• [Try it] Every line from the line containing "Every instance of the white" through the final line of the data is to be printed exactly; no other line is to appear.

^^^^^^^^

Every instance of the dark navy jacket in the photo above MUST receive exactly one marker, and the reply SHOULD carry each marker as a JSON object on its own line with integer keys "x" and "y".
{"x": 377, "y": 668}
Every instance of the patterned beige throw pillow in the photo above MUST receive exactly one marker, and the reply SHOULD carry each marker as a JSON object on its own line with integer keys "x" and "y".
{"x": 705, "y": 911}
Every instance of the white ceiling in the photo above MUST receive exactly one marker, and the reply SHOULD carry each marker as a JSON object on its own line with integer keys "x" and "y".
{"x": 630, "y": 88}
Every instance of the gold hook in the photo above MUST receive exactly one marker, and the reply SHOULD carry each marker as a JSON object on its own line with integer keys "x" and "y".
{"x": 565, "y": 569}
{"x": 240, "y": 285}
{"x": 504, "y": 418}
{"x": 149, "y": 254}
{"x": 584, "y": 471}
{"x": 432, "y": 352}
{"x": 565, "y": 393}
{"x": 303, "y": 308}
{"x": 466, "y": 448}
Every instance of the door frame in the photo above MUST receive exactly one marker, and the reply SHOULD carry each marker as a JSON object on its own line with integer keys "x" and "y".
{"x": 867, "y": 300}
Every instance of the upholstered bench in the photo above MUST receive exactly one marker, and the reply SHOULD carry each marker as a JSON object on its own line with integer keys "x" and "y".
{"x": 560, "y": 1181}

^^^^^^^^

• [Written answer]
Every instance of the white ceiling in the photo above MUST receive exactly one marker, and the reply SHOULD carry each marker as a JSON object on its own line with integer keys "x" and "y".
{"x": 630, "y": 88}
Every instance of the gold hook in the photo above MUST receive exactly one marker, and the reply SHOULD carry each marker as a JSON object on its own line with integer keys "x" and "y".
{"x": 565, "y": 569}
{"x": 240, "y": 285}
{"x": 504, "y": 418}
{"x": 149, "y": 254}
{"x": 584, "y": 471}
{"x": 432, "y": 352}
{"x": 565, "y": 393}
{"x": 303, "y": 308}
{"x": 466, "y": 448}
Every instance of the door frame in the photo above MUST receive exactly one marker, and the reply SHOULD carry each marker as a JSON object on its own line with integer keys "x" and "y".
{"x": 867, "y": 300}
Every instance of the upholstered bench in the photo above MUST receive exactly one marker, and the reply SHOULD carry each marker as a JSON object on its own line with integer keys "x" and "y".
{"x": 560, "y": 1181}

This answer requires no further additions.